PROBLEM REQUIREMENTS
Revise each of the items below so that "field-scouting log" becomes "site survey report" wherever it appears, and leave all other text as it stands.
┄┄┄┄┄┄
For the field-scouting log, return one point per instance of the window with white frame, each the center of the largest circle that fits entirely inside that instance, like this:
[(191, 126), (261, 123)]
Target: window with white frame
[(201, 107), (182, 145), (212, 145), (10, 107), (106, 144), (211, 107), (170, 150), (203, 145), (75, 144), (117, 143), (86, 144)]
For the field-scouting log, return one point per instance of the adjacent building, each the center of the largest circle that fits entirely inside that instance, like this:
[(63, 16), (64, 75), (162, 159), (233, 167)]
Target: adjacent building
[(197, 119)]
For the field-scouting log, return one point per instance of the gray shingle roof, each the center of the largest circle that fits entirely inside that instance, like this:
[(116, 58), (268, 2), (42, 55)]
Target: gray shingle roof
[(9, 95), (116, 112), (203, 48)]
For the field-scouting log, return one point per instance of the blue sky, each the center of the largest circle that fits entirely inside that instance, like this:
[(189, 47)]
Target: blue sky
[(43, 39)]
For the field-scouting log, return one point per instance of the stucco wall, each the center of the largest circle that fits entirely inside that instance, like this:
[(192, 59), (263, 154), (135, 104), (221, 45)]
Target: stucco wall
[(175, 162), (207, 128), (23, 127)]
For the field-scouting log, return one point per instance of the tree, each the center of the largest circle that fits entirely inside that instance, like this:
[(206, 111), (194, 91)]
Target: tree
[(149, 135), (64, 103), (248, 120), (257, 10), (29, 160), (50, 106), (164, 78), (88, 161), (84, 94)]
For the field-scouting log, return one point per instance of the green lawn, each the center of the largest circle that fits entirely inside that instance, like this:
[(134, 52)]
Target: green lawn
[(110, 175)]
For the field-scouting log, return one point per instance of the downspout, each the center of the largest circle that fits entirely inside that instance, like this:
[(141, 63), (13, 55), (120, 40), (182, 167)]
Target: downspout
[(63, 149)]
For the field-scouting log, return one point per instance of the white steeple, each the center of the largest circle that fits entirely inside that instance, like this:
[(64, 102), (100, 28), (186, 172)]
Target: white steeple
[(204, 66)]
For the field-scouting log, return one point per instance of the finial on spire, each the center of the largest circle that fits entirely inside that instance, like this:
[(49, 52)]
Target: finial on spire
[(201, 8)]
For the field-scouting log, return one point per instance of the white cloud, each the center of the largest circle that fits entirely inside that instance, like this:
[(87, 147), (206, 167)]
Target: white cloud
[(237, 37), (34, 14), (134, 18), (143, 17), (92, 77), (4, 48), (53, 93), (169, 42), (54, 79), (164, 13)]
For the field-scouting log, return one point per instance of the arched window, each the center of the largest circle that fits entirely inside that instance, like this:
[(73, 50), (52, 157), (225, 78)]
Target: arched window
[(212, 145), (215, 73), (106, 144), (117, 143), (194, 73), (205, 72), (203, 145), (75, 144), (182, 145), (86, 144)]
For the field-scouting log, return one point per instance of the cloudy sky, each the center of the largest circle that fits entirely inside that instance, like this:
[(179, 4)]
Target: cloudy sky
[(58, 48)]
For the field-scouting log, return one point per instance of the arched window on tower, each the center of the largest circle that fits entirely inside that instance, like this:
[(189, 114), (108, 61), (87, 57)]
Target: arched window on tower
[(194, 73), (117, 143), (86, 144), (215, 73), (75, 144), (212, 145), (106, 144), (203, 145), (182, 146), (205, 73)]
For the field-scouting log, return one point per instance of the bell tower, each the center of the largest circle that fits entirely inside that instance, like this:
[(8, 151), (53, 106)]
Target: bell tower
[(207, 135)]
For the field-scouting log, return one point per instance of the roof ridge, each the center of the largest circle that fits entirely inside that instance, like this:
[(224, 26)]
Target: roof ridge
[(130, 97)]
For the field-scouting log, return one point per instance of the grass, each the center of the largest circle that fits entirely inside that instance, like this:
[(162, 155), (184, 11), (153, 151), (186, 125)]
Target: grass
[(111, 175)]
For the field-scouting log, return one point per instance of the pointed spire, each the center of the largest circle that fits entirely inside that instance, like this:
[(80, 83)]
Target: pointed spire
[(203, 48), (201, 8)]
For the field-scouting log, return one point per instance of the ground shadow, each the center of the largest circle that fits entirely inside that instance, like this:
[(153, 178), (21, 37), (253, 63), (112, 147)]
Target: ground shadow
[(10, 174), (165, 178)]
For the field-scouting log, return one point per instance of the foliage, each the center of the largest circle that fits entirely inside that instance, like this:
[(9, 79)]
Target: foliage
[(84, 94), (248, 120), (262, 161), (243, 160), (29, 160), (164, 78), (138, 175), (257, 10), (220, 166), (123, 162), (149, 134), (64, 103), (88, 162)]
┄┄┄┄┄┄
FULL OUTPUT
For the site survey report, return one point per instance of the window with white frame, each the center of the largest circle that fits entirely inside that instance, like this:
[(191, 126), (261, 123)]
Target: window with white frame
[(201, 107), (182, 145), (212, 145), (10, 107), (106, 144), (211, 107), (170, 150), (203, 145), (75, 144), (117, 143), (86, 144)]
For the site survey report, return one point per instance of the adjacent building, each the center of the largest circle that fits entirely inside that instance, like this:
[(63, 16), (64, 75), (162, 159), (233, 167)]
Target: adjacent building
[(197, 119)]
For the site survey report, return one point per instance of the gray shingle roof, each the center of the largest circle that fits entirely inside that instance, like this:
[(116, 58), (268, 2), (42, 55)]
Target: gray shingle roof
[(9, 95), (116, 112), (203, 48)]
For the site survey report, return one point per instance of the blue sky, each the center of the largest circle that fits entirely inside that instance, like this:
[(189, 47)]
Target: blue sky
[(43, 39)]
For the site survey report, return one point per instance of the stucco wall, each the center of the largest circle that fits entirely inside that instance, like this:
[(192, 59), (263, 154), (135, 104), (221, 45)]
Target: stucco wall
[(175, 162), (207, 128), (23, 127)]
For the site survey report, return one point per instance of the tree, each the center of the largest circle that fits entirely inside that instance, like this:
[(206, 111), (194, 91)]
Target: tree
[(149, 135), (64, 103), (248, 120), (257, 10), (29, 160), (50, 106), (164, 78), (88, 161), (84, 94)]
For the site survey report, return one point per instance of the green lawn, each the center of the largest circle that fits entirely inside that instance, like this:
[(134, 52)]
Target: green lawn
[(110, 175)]
For the site survey report, return one point per instance of the downspout, each the center of the largest circle that fits entirely inside that instance, like this:
[(141, 63), (13, 55), (120, 40), (182, 167)]
Target: downspout
[(63, 149)]
For the site survey report, return one point per instance of the white steeple, each the center of the largest circle that fits entirely inside that instance, like this:
[(64, 102), (100, 28), (186, 172)]
Target: white steeple
[(204, 66)]
For the site survey report, return one point per instance of the finial on spire, each the center of the largest circle that fits entirely inside that instance, like this:
[(49, 52)]
Target: finial on spire
[(201, 8)]
For the site survey report, return one point per instance of the white cloud, each the center of the largest circle that fits entirely inside that instance, like this:
[(87, 147), (206, 167)]
Target: white cloud
[(237, 37), (34, 14), (134, 18), (143, 17), (92, 77), (4, 48), (53, 93), (169, 42), (54, 79), (164, 13)]
For the site survey report, return one point per instance of the arched window, each the center of the largest circle that fits entirely inside that instance, like this:
[(73, 50), (52, 157), (225, 78)]
Target: arched window
[(212, 145), (215, 73), (106, 144), (117, 143), (194, 73), (205, 72), (203, 145), (75, 144), (182, 145), (86, 144)]
For the site survey report, return one point per instance of the cloudy sky, each the center of the largest circle that fits entirely inside that instance, like this:
[(179, 4)]
Target: cloudy sky
[(58, 48)]
For the site survey report, return one point per instance of the arched window on tower, each the center of the largest circle that fits entirely inside that instance, like this:
[(189, 114), (108, 61), (87, 57)]
Target: arched window on tower
[(194, 73), (117, 143), (86, 144), (215, 73), (75, 144), (212, 145), (106, 144), (203, 145), (182, 146), (205, 73)]
For the site survey report, return one point per instance of the bell tower, each the center of the largest circle that fits entirely inside that instance, like this:
[(8, 151), (53, 106)]
Target: bell tower
[(207, 135)]
For the site survey report, return one point per instance of the roof ridge, each the center of the largest circle that fits entirely inside that instance, like this:
[(224, 26)]
Target: roof ridge
[(130, 97)]
For the site survey report, return one point per instance of the grass, each the center of the largest circle that fits entirely inside that instance, like this:
[(162, 155), (184, 11), (153, 151), (186, 125)]
Target: grass
[(111, 175)]
For the site survey report, return one point per instance of the pointed spire, each the center of the largest circle that fits entirely inside that instance, like this:
[(80, 83)]
Target: pointed spire
[(203, 48), (201, 8)]
For the site survey report, return one point per instance of the ground shadow, each the center of the largest circle that fits entirely inside that instance, like this:
[(153, 178), (21, 37), (253, 63), (112, 147)]
Target: ground shadow
[(10, 174), (165, 178)]
For the site survey report, return one point per instance of the foliage, each the center of the largest circle that fits entirely inside that instance, like this:
[(9, 79)]
Target: foliage
[(84, 94), (248, 120), (262, 161), (243, 160), (29, 160), (164, 78), (138, 175), (257, 10), (220, 166), (123, 162), (149, 134), (64, 103), (88, 162)]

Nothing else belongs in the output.